Е. СЕРВЕТТАЗ: Олег написал, что речь шла о группе по региональному бизнесу в Европе.

А. БУРАКОВА: Да, я поняла. Спасибо большое. У нас на самом деле в чате для айтишников, в чате для инженеров есть анкеты на вступление. И сначала, когда мы сделали профессиональные сообщества и сообщества бизнеса, мы не просили заполнять анкеты. Но очень много приходило людей, которые приходили, например, просто посмотреть, что тут происходит. И в итоге профессиональное общение превращалось в такой немножечко балаган, и люди не очень понимали, какие вопросы сюда можно задать, и спрашивали какие-то общие вещи по эмиграции, что немного мешало формированию профессионального комьюнити.

Поэтому мы сделали вот такие верификационные штуки, чтобы внутри комьюнити было удобнее. Но по политике данных тоже неоднократно были вопросы. Я на них в письменном виде отвечала. После обработки мы не храним данные, храним только электронные почты, чтобы сделать, например, рассылку, если у нас какая-то важная новость по сообществу или по какому-то аспекту деятельности. И в остальных случаях мы эти данные удаляем и, естественно, не храним там в каких-то онлайн серверах эти почты или что-то еще, они хранятся только на физическом носителе.

Е. СЕРВЕТТАЗ: Анастасия, давай чуть подробнее. Вот смотри, «Первым рейсом». Я не очень поняла. То есть это комьюнити для тех людей, которые заинтересованы в участии в каком-нибудь политическом России и общественном после Путина? И что? Я вот этот момент не очень поняла. Думаю, что зрители тоже наши не очень поняли. Чуть подробнее про «Первым рейсом». Кто вступает в этот чат, зачем и чего там можно ждать или чему можно научиться?

_ИЗВЛЕЧЕННЫЕ СТРОКИ:_
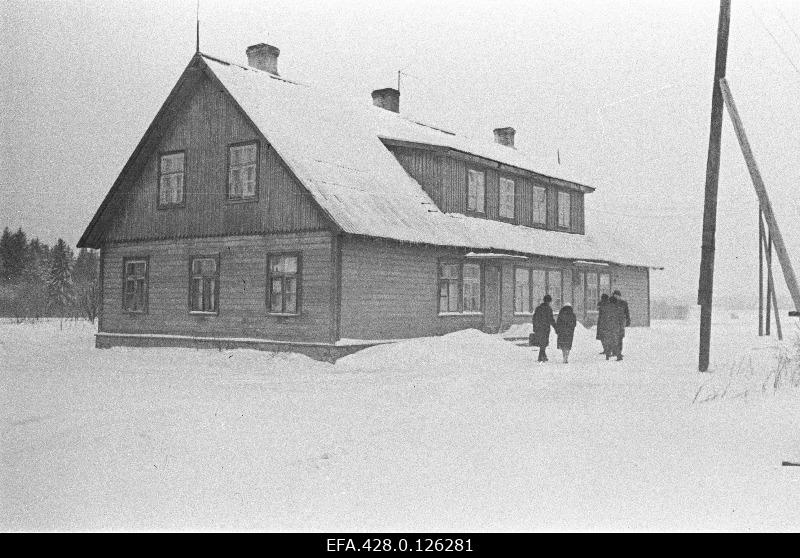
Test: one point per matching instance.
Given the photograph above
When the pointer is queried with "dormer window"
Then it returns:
(564, 210)
(539, 205)
(171, 178)
(507, 196)
(243, 171)
(476, 191)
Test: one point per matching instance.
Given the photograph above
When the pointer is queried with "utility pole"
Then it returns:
(706, 283)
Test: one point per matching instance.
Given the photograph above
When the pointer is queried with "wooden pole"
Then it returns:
(763, 197)
(760, 272)
(770, 284)
(706, 282)
(771, 296)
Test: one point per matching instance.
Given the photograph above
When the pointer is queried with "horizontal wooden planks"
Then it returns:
(243, 288)
(444, 179)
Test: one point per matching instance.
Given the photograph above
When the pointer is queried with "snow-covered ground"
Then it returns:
(465, 432)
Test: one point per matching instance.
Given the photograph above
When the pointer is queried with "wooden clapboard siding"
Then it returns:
(444, 179)
(390, 291)
(634, 284)
(242, 291)
(425, 167)
(204, 128)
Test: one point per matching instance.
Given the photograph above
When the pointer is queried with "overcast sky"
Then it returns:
(621, 89)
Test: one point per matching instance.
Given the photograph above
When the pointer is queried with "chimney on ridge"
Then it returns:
(263, 57)
(387, 98)
(505, 136)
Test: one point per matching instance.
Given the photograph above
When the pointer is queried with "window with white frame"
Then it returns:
(554, 288)
(460, 287)
(134, 297)
(204, 285)
(592, 297)
(566, 295)
(243, 171)
(605, 284)
(564, 209)
(538, 286)
(472, 288)
(171, 178)
(507, 198)
(476, 191)
(449, 287)
(522, 290)
(539, 205)
(284, 278)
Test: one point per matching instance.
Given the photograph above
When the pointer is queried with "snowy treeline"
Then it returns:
(37, 280)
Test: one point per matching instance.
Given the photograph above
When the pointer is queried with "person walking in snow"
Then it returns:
(565, 330)
(603, 325)
(622, 319)
(542, 321)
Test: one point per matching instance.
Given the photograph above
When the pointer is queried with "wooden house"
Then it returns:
(261, 212)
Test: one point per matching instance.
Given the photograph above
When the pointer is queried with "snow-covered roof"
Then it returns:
(334, 148)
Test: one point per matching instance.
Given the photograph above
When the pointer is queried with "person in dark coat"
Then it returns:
(603, 325)
(542, 321)
(623, 320)
(565, 329)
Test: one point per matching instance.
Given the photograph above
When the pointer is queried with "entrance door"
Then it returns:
(491, 311)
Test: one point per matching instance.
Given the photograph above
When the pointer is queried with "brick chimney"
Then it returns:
(387, 98)
(263, 57)
(504, 136)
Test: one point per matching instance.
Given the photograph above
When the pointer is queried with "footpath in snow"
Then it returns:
(465, 432)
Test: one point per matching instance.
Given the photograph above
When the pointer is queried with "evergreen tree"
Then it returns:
(59, 281)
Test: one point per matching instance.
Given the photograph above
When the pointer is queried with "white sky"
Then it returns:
(622, 89)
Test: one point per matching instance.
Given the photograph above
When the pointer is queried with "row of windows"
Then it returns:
(476, 199)
(282, 296)
(242, 175)
(531, 284)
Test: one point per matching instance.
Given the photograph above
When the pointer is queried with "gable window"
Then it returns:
(539, 205)
(472, 288)
(243, 171)
(564, 209)
(283, 281)
(134, 297)
(460, 288)
(522, 290)
(476, 191)
(204, 286)
(507, 195)
(171, 178)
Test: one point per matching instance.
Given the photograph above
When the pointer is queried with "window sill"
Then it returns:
(242, 200)
(460, 314)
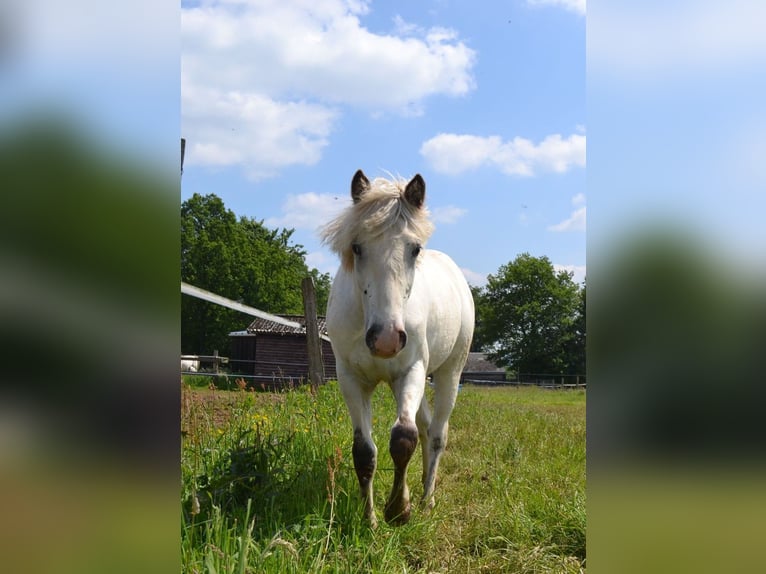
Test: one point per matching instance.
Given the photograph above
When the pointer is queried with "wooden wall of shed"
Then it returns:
(281, 357)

_ЦЕЛЬ ЗАДАНИЯ 1:_
Какие данные, согласно фрагменту интервью, сообщество хранит после обработки анкет?
_ЦЕЛЬ ЗАДАНИЯ 2:_
Продолжите фрагмент интервью после его последней реплики.

_РЕЗУЛЬТАТ 1:_
Только электронные почты, чтобы, например, делать рассылку о важных новостях сообщества.

_РЕЗУЛЬТАТ 2:_
А. БУРАКОВА: Да, именно так. Ты правильно поняла. И на самом деле последние 23 года путинский режим постепенно внушал, что политика – это что-то для каких-то маргиналов, активизм – это для маргиналов, сидите занимайтесь своим делом, занимайтесь своим экономическим благополучием, не нужно сюда лезть, здесь специальные дяди в костюмах, которые все за нас решат. И, к сожалению, эта мантра повторялась постоянно и засела в голове у многих людей, очень талантливых людей, у людей, у которых есть профессиональный опыт, достаточное образование и, может быть, какое-то на подкорке желание. Но всем кажется, что участие в политической жизни – это не для них, а для каких-то специальных людей. И мы увидели как раз, пока развивали «Ковчег» и развивали сообщество, мы увидели огромное количество неравнодушных людей, очень умных людей, людей высокой квалификации в своей профессии, которые могли бы стать очень неплохим таким костяком для будущей демократизации России.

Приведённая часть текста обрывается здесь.